● **What this task involves**
Output exactly the lines between the line that contains "Reviewer note: every instance of the high-rise" and the last line of the material, counting both.

[Pointing dataset records]
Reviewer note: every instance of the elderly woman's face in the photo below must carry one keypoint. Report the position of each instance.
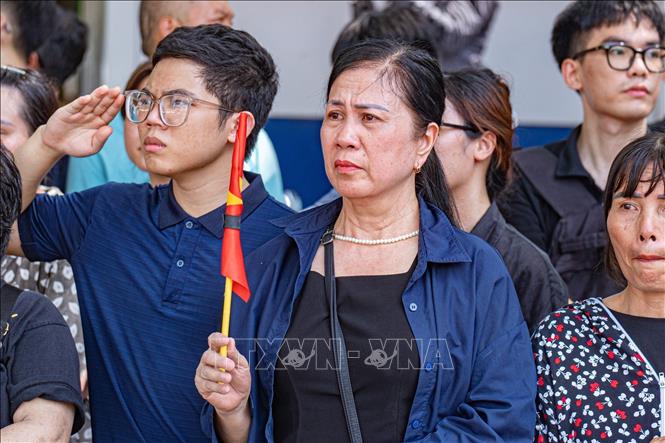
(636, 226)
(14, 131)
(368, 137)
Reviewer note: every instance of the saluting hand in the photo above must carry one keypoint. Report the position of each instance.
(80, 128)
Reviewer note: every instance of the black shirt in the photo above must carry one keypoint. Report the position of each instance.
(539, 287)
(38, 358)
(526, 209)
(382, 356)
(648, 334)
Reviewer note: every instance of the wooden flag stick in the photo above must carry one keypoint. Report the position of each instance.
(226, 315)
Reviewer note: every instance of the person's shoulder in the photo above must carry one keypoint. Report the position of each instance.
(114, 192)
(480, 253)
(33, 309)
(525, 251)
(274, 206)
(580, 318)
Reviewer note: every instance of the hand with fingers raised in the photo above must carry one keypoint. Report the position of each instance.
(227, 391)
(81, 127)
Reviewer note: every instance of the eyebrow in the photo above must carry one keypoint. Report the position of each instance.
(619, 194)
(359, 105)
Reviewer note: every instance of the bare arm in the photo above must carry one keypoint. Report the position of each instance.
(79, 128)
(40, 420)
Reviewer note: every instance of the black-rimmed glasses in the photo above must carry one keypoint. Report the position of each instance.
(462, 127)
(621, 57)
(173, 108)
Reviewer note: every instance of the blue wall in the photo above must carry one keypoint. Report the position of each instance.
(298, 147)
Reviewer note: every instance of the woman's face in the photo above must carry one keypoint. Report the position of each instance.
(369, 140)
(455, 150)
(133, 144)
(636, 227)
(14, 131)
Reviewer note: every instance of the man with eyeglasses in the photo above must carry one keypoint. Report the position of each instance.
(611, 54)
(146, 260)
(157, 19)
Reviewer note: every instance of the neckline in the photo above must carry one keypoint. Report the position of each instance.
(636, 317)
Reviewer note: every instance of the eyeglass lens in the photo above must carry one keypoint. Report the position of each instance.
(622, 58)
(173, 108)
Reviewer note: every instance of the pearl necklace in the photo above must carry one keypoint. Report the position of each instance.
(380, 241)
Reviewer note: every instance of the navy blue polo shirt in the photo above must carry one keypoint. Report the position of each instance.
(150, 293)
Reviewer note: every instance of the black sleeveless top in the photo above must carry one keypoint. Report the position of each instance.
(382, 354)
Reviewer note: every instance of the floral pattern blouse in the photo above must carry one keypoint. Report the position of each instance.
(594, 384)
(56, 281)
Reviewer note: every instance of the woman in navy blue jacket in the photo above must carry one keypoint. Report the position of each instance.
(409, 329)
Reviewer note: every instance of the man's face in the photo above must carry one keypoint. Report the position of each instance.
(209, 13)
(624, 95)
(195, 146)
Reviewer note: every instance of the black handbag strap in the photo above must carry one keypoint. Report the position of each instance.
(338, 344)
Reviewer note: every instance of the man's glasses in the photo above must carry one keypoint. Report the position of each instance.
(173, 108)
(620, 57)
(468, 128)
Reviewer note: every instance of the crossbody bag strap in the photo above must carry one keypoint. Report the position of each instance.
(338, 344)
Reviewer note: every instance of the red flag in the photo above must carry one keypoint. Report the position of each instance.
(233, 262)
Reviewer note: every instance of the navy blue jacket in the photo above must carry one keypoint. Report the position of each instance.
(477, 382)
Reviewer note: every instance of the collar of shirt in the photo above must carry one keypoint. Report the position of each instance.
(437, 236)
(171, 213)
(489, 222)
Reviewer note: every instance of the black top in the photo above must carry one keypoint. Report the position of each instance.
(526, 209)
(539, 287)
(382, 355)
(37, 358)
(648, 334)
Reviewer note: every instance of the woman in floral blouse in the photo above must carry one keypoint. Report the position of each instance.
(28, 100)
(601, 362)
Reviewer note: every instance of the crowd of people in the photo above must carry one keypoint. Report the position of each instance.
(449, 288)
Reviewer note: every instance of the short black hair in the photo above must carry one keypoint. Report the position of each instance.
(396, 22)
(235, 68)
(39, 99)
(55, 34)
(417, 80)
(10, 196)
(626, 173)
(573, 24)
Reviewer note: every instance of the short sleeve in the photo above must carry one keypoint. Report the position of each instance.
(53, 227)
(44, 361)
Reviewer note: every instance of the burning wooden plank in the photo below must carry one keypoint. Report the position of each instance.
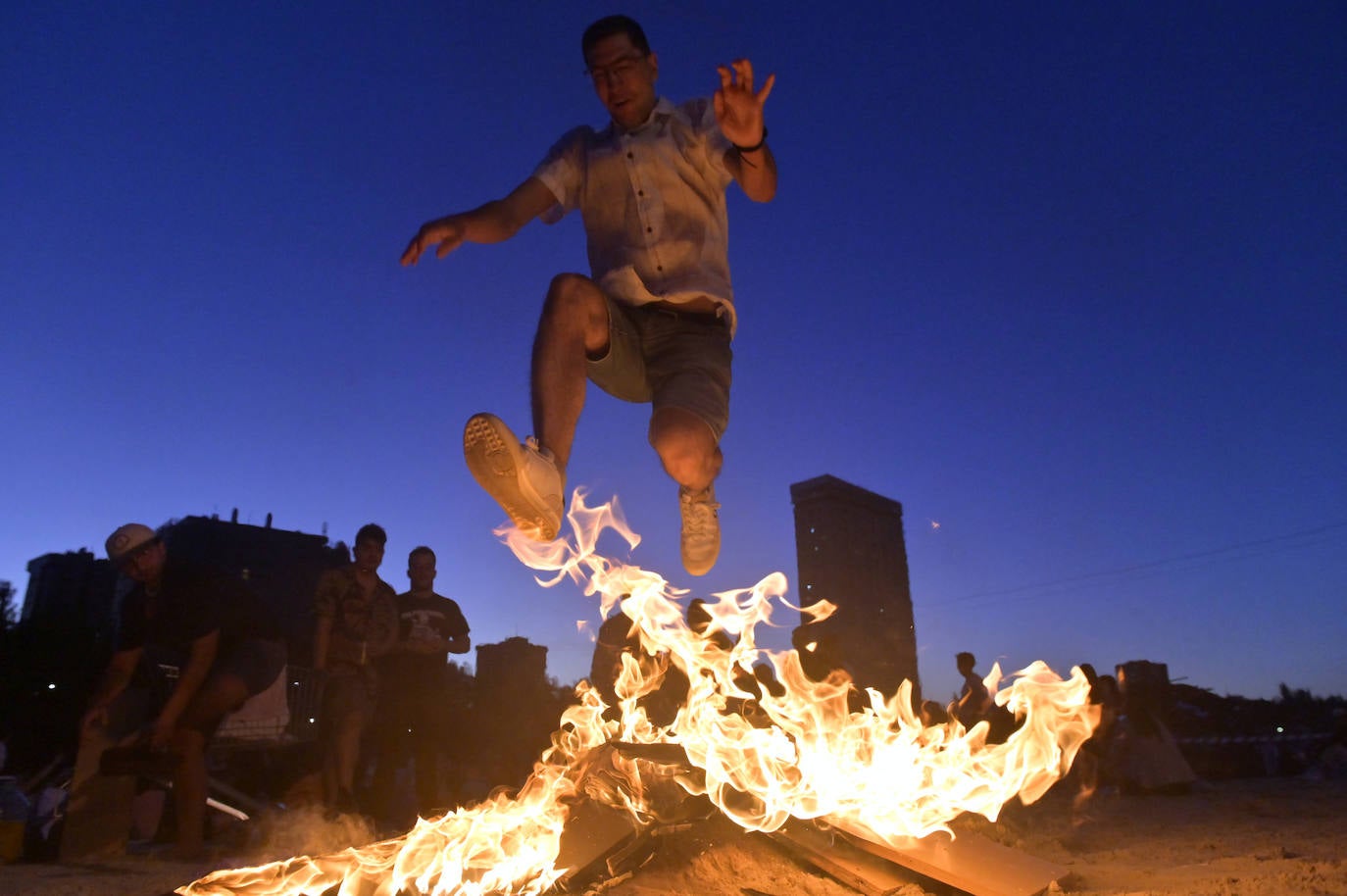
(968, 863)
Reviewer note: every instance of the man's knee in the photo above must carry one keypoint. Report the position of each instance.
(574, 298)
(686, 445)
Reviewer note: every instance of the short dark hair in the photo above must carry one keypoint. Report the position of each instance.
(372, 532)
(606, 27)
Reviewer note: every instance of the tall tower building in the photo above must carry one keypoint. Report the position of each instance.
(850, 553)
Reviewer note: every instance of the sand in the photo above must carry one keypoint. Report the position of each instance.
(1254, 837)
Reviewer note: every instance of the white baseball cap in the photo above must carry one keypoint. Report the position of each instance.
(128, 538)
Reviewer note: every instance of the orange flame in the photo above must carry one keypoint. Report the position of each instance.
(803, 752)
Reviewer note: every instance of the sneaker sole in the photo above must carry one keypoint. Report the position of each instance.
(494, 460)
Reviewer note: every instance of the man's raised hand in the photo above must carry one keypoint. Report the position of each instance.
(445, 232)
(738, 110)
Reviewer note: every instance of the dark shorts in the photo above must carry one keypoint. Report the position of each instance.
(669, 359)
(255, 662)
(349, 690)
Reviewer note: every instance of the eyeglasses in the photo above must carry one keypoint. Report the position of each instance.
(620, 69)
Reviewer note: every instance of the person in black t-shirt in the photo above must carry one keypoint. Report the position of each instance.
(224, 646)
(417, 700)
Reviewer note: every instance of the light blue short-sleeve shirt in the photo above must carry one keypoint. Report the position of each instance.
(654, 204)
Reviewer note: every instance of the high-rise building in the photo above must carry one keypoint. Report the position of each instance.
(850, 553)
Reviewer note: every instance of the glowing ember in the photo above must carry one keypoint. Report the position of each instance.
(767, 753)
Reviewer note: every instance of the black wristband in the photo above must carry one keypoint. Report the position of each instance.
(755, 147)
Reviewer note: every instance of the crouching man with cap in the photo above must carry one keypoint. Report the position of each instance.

● **Solved exercise**
Reviewer note: every instance of the high-rise building in the photo above must carry one keypoint. Report the position of each instance.
(850, 553)
Reviewer note: every instance of the glowing ember in the photo above must carry one keypoint. Report the position of each instance.
(767, 753)
Reviewer note: every instance of the black wristband in the photo above must carry one keypoint. Report the position of each instance.
(755, 147)
Reviewer note: every instance of the crouching man with cap in the photo above must carry one keypoint. Report the position of each instance.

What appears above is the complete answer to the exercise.